_SET TASK_
Both the line containing "Please pick out the player's" and the last line of the listing are included: write out exactly the lines from one to the other.

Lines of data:
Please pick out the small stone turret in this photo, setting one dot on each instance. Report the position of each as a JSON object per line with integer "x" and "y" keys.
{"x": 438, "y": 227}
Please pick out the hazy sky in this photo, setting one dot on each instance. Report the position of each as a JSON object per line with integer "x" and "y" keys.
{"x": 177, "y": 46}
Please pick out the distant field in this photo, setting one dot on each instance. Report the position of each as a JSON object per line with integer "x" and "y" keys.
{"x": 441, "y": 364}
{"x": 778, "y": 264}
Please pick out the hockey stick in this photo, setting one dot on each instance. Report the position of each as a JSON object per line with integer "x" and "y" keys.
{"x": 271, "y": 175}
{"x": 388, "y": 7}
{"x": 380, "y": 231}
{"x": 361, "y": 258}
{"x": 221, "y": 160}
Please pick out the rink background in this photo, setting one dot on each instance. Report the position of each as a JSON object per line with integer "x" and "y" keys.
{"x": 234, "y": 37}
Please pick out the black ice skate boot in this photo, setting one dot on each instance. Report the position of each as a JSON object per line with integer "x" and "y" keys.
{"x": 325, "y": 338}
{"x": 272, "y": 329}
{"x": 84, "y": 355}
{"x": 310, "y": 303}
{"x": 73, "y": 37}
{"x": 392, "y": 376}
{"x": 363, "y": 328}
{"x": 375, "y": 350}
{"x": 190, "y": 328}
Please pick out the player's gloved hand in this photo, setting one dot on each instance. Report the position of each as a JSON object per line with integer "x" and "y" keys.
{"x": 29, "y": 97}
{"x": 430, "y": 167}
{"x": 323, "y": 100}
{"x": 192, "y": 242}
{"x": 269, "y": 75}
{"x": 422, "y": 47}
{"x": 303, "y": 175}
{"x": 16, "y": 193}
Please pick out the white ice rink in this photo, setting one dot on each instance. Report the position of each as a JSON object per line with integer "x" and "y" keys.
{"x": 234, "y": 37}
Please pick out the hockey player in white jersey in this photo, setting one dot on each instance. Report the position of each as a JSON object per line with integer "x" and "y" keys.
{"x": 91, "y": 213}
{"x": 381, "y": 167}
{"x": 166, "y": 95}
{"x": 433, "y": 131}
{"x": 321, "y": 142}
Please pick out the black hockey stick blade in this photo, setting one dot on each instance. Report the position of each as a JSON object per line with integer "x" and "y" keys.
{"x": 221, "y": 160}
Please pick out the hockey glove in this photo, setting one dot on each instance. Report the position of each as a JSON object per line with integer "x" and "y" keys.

_ANSWER TO THIS TASK_
Please pick out the player's gloved hand in this photo, setting one dot on each instance. Report the position of each as a JSON object per line with integer "x" and "y" keys.
{"x": 29, "y": 97}
{"x": 430, "y": 167}
{"x": 323, "y": 100}
{"x": 192, "y": 242}
{"x": 269, "y": 75}
{"x": 422, "y": 47}
{"x": 303, "y": 175}
{"x": 16, "y": 193}
Please pick out the white ice rink in this photo, setting one dot on each instance. Report the position of each as a JSON object per line with integer "x" and "y" keys.
{"x": 234, "y": 37}
Please pick out the hockey player in white jersey in this photo, setting one dot on each instance. Report the position of each as a JSON object per line with integer "x" and "y" keys.
{"x": 91, "y": 213}
{"x": 381, "y": 167}
{"x": 166, "y": 95}
{"x": 433, "y": 131}
{"x": 321, "y": 142}
Please pick out the black hockey stick blade in this photo, setting one dot on each instance. Report the position of each as a JSON object per line with integer "x" and "y" keys.
{"x": 221, "y": 160}
Please pick out the hockey glove in this photo, setting one dot on each instance. Report the position of each as a JSON object per line with integer "x" and "y" keys.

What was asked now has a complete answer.